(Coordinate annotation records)
==*==
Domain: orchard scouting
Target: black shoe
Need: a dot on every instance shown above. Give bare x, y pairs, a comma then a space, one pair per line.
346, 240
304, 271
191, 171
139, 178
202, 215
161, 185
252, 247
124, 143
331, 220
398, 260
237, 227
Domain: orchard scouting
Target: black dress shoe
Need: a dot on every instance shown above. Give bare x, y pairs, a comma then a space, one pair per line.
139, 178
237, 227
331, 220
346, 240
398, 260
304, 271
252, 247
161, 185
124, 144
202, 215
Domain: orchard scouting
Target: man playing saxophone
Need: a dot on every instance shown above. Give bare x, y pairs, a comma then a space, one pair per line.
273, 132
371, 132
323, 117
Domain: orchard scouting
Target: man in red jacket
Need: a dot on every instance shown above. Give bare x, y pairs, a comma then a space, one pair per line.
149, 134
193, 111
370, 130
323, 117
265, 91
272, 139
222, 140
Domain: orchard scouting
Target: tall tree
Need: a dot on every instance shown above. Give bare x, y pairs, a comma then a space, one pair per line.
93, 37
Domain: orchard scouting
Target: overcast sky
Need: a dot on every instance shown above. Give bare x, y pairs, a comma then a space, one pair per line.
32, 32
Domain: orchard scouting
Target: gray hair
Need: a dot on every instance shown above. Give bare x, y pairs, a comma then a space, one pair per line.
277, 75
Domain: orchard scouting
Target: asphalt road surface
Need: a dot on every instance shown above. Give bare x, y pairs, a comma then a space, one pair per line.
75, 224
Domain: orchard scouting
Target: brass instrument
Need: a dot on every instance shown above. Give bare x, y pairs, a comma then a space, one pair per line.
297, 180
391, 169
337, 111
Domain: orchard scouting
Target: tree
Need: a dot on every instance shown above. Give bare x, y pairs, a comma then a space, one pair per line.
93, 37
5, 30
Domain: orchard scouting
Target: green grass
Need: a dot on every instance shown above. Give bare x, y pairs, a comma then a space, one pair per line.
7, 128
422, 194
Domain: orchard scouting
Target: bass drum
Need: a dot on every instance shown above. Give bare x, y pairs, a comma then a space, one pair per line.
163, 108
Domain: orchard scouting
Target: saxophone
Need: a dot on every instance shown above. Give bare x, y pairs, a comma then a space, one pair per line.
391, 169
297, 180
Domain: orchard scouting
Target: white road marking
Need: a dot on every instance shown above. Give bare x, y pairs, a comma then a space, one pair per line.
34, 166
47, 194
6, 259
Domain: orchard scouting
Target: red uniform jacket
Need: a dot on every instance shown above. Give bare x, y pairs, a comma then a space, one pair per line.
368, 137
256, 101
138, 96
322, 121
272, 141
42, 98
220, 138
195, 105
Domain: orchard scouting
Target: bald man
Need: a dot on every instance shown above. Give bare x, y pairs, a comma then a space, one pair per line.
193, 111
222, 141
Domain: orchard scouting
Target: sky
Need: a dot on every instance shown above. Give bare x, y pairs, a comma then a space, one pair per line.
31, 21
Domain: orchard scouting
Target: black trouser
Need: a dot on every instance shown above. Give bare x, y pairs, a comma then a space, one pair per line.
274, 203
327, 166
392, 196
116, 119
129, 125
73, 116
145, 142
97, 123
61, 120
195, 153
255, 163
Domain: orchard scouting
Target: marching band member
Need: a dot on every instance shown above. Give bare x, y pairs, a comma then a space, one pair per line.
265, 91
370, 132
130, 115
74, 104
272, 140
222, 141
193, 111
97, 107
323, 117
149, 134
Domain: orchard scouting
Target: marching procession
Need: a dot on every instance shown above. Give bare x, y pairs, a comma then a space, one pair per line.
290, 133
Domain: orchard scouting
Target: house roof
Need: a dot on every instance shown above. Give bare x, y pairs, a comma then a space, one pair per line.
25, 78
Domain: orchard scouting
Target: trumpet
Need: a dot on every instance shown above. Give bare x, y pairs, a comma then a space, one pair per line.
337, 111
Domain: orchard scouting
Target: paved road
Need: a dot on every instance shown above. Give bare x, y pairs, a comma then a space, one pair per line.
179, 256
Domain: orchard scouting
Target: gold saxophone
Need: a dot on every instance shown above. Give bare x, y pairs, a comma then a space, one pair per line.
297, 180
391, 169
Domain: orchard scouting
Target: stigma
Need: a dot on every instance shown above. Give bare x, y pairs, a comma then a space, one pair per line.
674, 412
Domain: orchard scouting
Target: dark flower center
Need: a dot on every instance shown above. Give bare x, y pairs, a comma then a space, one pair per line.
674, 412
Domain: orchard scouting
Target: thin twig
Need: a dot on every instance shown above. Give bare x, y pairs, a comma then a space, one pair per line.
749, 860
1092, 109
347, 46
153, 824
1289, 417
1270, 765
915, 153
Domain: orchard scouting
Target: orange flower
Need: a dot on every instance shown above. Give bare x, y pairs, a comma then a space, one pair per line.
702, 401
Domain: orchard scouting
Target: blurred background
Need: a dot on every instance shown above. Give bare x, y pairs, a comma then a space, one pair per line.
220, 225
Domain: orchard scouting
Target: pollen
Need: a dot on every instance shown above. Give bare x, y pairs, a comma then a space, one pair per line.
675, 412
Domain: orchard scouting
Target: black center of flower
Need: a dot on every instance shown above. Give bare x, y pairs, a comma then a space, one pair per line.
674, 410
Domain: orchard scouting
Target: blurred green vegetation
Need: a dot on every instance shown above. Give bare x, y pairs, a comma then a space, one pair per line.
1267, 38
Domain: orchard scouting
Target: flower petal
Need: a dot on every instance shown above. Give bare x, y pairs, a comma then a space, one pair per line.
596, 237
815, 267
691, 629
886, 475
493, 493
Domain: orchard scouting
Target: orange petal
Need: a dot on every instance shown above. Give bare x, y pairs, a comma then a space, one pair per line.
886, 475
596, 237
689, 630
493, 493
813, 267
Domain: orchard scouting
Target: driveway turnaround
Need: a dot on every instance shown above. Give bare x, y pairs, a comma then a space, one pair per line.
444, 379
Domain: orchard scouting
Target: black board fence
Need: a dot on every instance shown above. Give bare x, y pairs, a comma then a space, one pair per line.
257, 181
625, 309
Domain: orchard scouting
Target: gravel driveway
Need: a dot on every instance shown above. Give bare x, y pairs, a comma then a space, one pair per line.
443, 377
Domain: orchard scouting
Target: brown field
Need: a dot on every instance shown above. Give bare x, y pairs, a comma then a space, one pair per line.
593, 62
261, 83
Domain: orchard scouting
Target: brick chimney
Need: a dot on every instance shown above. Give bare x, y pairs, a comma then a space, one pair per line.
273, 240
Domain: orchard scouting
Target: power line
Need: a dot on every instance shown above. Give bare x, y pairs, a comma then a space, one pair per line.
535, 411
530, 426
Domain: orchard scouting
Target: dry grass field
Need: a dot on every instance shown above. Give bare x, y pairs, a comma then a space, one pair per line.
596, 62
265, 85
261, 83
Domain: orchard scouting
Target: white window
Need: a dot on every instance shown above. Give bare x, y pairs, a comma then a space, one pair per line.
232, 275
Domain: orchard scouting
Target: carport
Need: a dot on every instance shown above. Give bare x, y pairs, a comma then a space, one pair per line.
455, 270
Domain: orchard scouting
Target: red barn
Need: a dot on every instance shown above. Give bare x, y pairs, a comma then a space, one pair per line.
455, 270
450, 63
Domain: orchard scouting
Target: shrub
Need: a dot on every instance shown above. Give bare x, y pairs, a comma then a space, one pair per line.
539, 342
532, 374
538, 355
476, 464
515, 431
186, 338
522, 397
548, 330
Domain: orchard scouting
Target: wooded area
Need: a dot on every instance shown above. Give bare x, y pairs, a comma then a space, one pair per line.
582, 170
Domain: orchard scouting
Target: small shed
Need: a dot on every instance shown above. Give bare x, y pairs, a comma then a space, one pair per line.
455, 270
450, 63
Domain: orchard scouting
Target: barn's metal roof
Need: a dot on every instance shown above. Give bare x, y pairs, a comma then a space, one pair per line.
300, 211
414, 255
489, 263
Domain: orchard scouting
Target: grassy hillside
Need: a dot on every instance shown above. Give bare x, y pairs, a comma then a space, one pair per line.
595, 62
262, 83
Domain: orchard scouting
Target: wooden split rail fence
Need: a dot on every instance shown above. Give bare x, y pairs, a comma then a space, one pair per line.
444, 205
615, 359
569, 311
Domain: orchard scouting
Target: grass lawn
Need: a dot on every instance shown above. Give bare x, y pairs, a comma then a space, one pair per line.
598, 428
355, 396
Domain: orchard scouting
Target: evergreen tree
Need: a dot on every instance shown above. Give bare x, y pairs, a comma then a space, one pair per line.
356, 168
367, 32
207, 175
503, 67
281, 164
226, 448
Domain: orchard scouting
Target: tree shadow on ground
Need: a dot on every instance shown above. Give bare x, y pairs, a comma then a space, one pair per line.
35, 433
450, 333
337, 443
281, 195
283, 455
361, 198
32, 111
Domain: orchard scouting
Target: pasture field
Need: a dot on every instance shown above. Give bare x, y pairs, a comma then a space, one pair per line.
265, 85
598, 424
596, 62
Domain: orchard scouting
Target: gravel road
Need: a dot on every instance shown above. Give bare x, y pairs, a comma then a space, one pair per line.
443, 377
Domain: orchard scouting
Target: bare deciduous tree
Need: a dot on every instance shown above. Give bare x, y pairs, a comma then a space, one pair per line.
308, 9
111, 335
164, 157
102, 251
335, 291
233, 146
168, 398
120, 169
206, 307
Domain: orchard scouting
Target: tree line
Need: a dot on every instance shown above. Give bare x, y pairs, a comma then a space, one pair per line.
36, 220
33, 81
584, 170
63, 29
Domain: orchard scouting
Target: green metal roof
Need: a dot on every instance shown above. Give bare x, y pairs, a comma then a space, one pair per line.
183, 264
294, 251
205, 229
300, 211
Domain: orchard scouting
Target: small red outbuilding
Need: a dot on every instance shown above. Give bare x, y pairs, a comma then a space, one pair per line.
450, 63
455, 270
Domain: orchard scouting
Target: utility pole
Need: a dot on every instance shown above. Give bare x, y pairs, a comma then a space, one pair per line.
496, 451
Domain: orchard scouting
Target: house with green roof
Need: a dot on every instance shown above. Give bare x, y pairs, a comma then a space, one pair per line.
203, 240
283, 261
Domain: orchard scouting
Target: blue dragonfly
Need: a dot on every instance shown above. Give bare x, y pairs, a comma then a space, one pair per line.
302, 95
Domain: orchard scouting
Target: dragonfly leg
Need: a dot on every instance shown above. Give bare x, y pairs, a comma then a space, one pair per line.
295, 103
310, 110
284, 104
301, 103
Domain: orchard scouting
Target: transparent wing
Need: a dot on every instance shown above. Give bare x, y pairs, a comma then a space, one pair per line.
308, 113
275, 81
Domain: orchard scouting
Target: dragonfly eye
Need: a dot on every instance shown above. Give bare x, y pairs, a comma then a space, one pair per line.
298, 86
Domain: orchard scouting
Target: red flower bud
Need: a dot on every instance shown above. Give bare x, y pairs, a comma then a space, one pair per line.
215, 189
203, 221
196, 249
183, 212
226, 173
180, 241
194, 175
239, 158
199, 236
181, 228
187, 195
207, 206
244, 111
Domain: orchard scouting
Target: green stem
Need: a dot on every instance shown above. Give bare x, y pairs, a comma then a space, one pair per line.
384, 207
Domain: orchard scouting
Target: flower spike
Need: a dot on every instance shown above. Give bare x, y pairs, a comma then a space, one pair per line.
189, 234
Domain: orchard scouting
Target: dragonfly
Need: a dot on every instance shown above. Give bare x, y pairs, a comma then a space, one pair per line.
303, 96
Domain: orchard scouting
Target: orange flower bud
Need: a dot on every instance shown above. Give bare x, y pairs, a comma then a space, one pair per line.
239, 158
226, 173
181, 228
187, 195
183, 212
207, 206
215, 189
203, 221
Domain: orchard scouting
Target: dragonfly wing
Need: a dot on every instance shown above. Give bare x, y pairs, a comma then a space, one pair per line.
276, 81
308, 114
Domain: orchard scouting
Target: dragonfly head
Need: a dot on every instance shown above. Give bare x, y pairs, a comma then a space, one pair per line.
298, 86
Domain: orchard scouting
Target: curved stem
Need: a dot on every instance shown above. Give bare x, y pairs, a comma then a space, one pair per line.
==*==
What is being asked: Locate each line in the records above that contains the string "driveway", matching case, and copy those lines.

Complete output:
Target: driveway turnaround
Target: gravel driveway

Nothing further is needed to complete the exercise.